- DATA SUPPLIED

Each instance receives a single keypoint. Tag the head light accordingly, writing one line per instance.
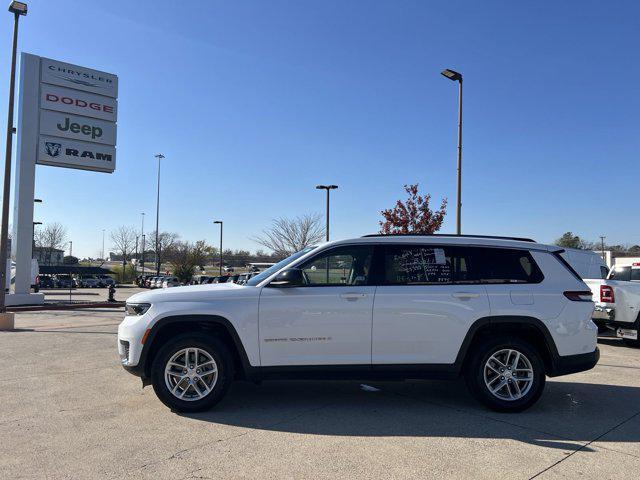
(137, 308)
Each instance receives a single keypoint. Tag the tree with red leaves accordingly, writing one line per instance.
(413, 215)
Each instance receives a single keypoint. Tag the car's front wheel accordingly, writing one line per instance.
(191, 373)
(506, 374)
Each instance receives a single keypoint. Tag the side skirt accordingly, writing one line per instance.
(356, 372)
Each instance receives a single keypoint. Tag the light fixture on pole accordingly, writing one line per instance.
(327, 188)
(220, 222)
(457, 77)
(33, 236)
(18, 9)
(159, 156)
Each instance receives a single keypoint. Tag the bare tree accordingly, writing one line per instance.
(124, 241)
(52, 237)
(288, 235)
(185, 257)
(166, 240)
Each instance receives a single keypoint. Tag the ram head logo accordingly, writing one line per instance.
(52, 149)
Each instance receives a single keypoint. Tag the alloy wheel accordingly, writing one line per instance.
(508, 374)
(190, 374)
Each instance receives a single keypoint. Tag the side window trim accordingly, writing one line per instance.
(328, 252)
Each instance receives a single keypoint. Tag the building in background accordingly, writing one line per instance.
(48, 256)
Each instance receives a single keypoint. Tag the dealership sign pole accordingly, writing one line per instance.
(67, 118)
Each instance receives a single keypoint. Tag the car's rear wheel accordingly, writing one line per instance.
(505, 374)
(191, 373)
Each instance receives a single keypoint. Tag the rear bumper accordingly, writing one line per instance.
(602, 314)
(565, 365)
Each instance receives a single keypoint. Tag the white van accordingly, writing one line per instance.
(587, 263)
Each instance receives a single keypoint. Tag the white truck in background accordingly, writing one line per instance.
(617, 302)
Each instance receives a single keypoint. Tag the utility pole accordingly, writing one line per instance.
(159, 156)
(142, 235)
(328, 188)
(220, 222)
(457, 77)
(6, 321)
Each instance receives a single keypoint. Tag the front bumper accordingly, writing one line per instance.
(565, 365)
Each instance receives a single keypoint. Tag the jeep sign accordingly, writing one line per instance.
(71, 153)
(76, 127)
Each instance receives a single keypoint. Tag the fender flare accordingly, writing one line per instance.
(200, 319)
(511, 320)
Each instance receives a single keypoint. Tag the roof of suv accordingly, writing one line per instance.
(525, 243)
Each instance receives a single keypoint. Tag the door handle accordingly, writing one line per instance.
(464, 295)
(352, 296)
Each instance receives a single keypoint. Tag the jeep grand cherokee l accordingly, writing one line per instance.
(502, 312)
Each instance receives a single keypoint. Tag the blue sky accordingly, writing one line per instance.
(253, 103)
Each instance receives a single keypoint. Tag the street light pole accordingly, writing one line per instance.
(159, 156)
(142, 235)
(327, 188)
(455, 76)
(18, 9)
(220, 222)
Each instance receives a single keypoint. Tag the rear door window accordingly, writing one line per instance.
(499, 265)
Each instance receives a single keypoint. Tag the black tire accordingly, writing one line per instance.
(215, 348)
(474, 374)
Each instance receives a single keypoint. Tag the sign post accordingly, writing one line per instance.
(66, 118)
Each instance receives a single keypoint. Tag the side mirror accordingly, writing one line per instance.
(291, 277)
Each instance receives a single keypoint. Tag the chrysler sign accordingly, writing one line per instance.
(79, 78)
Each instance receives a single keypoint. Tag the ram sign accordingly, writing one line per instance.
(77, 113)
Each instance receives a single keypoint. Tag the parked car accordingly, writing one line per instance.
(169, 282)
(46, 282)
(65, 282)
(105, 281)
(89, 282)
(502, 312)
(618, 302)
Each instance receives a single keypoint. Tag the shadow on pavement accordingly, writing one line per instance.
(567, 417)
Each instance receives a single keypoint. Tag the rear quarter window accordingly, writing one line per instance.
(501, 265)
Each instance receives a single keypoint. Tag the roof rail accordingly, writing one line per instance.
(519, 239)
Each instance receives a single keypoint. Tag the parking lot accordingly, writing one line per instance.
(70, 411)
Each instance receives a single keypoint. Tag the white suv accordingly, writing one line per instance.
(503, 312)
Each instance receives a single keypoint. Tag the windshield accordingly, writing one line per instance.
(253, 281)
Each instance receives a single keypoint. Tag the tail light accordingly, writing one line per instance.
(579, 296)
(606, 294)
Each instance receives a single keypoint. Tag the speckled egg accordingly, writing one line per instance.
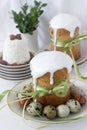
(49, 112)
(34, 109)
(63, 110)
(74, 105)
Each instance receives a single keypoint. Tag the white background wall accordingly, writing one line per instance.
(7, 26)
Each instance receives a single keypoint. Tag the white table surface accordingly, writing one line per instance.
(10, 121)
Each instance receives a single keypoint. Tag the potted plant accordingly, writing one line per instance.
(27, 21)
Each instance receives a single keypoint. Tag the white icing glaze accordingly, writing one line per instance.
(49, 61)
(16, 51)
(65, 21)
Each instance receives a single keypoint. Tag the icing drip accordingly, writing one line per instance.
(49, 61)
(65, 21)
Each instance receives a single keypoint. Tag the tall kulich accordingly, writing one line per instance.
(64, 28)
(48, 68)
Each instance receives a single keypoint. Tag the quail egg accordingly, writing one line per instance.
(63, 110)
(74, 105)
(34, 109)
(49, 112)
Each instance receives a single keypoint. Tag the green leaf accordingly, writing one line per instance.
(77, 71)
(3, 94)
(27, 20)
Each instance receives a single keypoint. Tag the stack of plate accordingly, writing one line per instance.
(15, 73)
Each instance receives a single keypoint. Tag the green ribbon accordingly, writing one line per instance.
(60, 90)
(76, 69)
(69, 44)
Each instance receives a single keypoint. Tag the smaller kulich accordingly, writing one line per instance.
(48, 68)
(64, 28)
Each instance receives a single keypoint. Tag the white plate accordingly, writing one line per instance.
(16, 108)
(83, 49)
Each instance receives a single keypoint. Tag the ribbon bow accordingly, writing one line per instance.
(60, 90)
(13, 37)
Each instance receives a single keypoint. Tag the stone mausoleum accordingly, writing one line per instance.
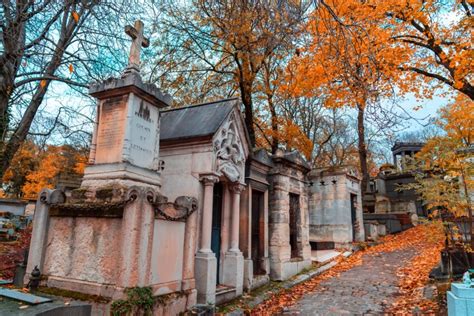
(173, 199)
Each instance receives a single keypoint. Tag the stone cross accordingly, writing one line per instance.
(138, 41)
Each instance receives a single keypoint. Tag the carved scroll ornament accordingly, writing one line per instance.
(229, 152)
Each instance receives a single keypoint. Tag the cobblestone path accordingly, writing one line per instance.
(367, 289)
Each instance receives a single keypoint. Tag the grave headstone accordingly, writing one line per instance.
(125, 143)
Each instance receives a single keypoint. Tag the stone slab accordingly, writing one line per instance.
(323, 256)
(462, 291)
(24, 297)
(459, 306)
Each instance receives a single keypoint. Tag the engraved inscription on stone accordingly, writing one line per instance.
(111, 130)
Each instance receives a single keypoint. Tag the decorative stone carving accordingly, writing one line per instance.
(209, 179)
(237, 189)
(229, 152)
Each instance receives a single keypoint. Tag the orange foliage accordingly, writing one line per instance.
(45, 175)
(415, 275)
(288, 134)
(429, 237)
(375, 45)
(33, 169)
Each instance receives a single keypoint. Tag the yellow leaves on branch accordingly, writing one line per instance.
(33, 168)
(288, 134)
(375, 45)
(415, 275)
(44, 176)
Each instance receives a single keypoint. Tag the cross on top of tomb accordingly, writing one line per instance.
(138, 41)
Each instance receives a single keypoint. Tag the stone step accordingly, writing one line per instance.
(224, 294)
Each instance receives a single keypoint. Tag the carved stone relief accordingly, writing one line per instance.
(229, 151)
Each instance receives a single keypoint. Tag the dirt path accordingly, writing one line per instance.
(368, 288)
(389, 277)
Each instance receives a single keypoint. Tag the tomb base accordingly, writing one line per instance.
(126, 174)
(234, 271)
(281, 271)
(460, 300)
(205, 271)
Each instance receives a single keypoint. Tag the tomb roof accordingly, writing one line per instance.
(196, 120)
(399, 147)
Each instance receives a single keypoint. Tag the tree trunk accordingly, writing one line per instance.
(362, 148)
(18, 137)
(275, 140)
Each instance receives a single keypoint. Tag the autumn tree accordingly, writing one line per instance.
(50, 42)
(349, 62)
(34, 168)
(224, 45)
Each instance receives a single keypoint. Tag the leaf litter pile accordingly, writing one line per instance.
(427, 239)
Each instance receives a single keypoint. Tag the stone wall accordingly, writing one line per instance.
(330, 208)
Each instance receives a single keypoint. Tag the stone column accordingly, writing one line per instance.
(234, 238)
(234, 261)
(206, 263)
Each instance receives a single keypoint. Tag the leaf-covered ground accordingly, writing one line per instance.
(388, 277)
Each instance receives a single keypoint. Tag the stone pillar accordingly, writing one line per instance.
(206, 263)
(234, 261)
(39, 234)
(234, 238)
(206, 228)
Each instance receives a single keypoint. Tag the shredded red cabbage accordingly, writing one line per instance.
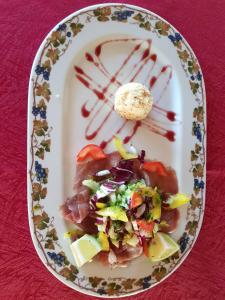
(141, 156)
(107, 226)
(140, 210)
(110, 186)
(99, 220)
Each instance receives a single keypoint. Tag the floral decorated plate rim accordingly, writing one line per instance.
(38, 127)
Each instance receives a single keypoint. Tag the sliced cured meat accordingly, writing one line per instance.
(171, 216)
(76, 208)
(89, 168)
(127, 253)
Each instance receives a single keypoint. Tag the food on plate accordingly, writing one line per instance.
(133, 101)
(123, 206)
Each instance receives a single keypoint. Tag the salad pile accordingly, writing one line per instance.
(129, 212)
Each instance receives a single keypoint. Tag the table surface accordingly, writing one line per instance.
(23, 25)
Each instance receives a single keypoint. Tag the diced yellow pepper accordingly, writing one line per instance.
(103, 239)
(100, 205)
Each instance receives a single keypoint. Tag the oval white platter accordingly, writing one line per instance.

- YOUR TASK
Copy exactly the lines from the line that has "Each instance receives a single keypoint. Tag the leaf-covered" through the last line of the entries above, inclusive, and no others. Pictures do not go in the copy.

- SOLUTION FOR THIS EXERCISE
Each instance receives a single keypoint. Tag the leaf-covered ground accordingly, writing one line per instance.
(388, 277)
Each instance receives a single keypoint. Tag the stone pillar accordingly, writing one line per instance.
(206, 263)
(234, 261)
(39, 234)
(234, 238)
(206, 228)
Each instance receives a single keypoint. Tag the shredded red cabbage accordingly, writing one line per instance.
(141, 156)
(107, 226)
(140, 210)
(110, 186)
(99, 220)
Each instance receives a single keypoint. Tag the floral decorated plate rim accordingly, writing one line per instance.
(38, 127)
Each instance receives a single keypoint. Tag the sliced cured meat accordingly, writing one line per instance.
(171, 216)
(76, 208)
(89, 168)
(127, 253)
Each instance receives a single keypoint. Tag the food on plate accordingly, writing one line per instance.
(133, 101)
(123, 206)
Each instance receives a single keypoint. Tag the salad pile accordingly, writing one line per instance.
(129, 212)
Each instance receives a single keypoint. Tag the table surface accordingly, writing one line per instance.
(23, 25)
Each instance receives a single keypoint. Tag the diced yellow pepper accordingly, writing one line per instance.
(103, 239)
(100, 205)
Each instance receives a single keypoint. Tag the oval white platter accordingly, writing one line per instance.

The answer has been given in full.